Перепишите строки от строки с «detecting the white» до строки с «244, 612, 476, 848» включительно, заменив «white napkin» на «paper napkin». Всё остальное оставьте без изменений.

#### ЗАПИСИ ДЛЯ УПРАЖНЕНИЯ ####

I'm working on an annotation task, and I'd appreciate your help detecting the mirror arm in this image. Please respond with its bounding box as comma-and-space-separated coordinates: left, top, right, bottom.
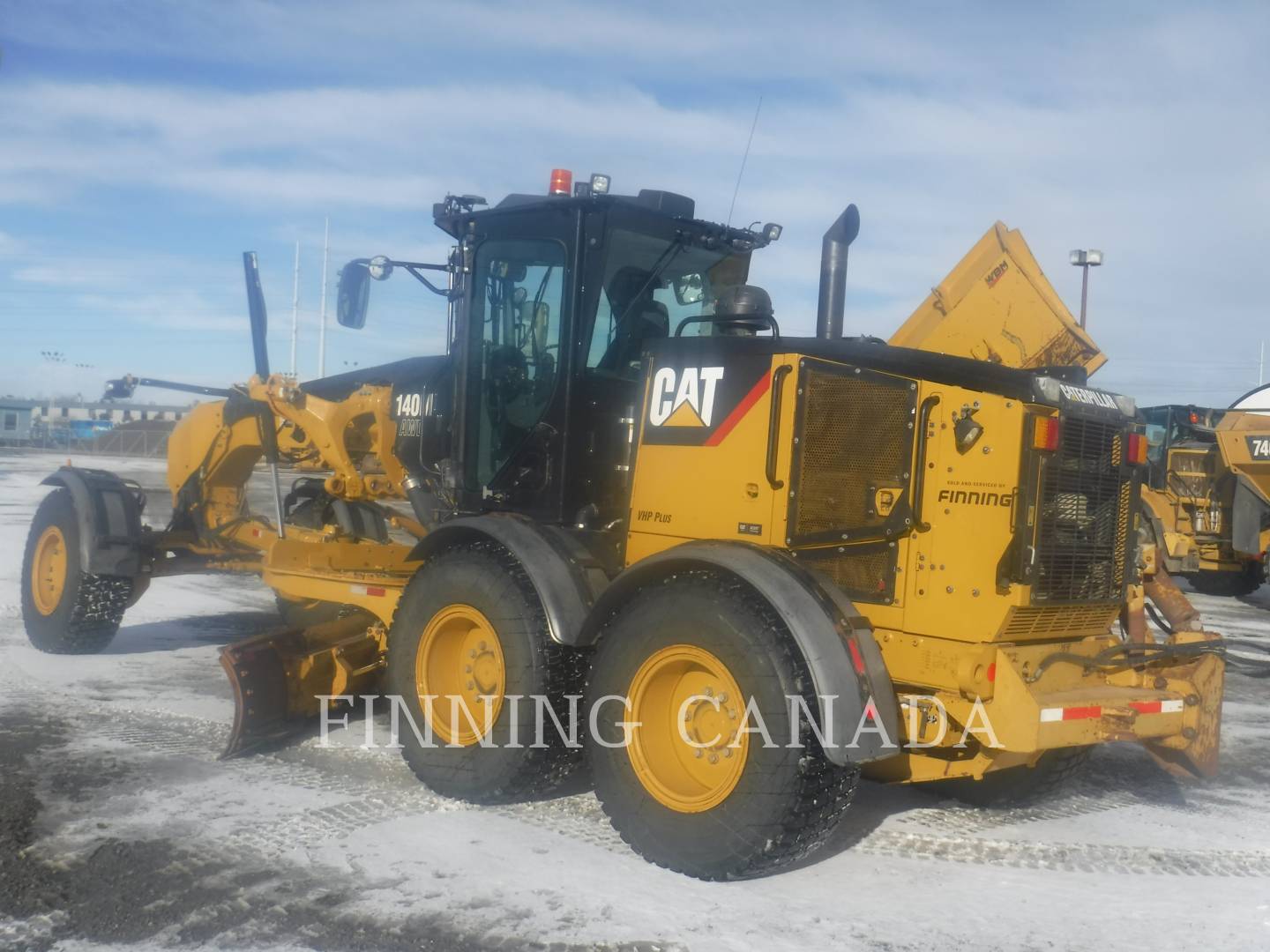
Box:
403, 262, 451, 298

####
#### ЗАПИСИ ДЛЯ УПРАЖНЕНИЯ ####

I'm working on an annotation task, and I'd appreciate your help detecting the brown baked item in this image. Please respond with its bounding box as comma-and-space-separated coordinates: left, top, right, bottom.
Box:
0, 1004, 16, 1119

####
#### ЗАПИСИ ДЛЯ УПРАЖНЕНИЯ ####

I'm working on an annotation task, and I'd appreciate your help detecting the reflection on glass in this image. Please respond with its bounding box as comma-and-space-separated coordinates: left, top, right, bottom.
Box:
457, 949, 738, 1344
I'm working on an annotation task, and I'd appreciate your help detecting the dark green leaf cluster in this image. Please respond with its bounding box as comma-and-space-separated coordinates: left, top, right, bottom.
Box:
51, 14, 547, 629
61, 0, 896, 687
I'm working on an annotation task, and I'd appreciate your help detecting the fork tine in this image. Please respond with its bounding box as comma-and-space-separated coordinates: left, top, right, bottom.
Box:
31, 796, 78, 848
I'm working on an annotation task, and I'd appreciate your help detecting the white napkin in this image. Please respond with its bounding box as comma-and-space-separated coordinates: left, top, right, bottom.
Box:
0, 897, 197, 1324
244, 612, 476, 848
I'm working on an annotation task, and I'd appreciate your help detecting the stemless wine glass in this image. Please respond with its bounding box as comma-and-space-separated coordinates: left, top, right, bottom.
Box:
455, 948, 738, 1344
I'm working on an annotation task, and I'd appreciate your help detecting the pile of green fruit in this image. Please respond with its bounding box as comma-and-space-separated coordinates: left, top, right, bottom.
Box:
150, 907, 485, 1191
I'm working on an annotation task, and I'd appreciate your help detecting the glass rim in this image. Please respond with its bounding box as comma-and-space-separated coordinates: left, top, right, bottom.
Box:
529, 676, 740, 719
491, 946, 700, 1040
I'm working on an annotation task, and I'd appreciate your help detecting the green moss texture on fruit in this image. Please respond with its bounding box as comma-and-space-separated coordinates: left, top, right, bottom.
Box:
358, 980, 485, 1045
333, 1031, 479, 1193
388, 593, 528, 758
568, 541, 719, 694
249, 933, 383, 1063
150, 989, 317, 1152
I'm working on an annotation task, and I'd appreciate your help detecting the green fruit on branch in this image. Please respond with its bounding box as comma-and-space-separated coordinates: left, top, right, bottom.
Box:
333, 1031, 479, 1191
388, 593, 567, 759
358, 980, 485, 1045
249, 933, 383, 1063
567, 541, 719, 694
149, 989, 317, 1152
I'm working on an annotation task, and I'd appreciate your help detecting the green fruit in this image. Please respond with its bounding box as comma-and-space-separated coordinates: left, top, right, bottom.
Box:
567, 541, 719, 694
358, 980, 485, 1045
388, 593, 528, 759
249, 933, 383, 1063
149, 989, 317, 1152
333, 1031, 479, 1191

####

§ **РЕЗУЛЬТАТ НИЖЕ**:
I'm working on an annotation task, and I'd appreciate your help detecting the paper napkin in this image. Please respond with its bounding box as comma-and-space-separated coordinates: left, top, right, bottom.
Box:
0, 897, 197, 1324
244, 612, 476, 848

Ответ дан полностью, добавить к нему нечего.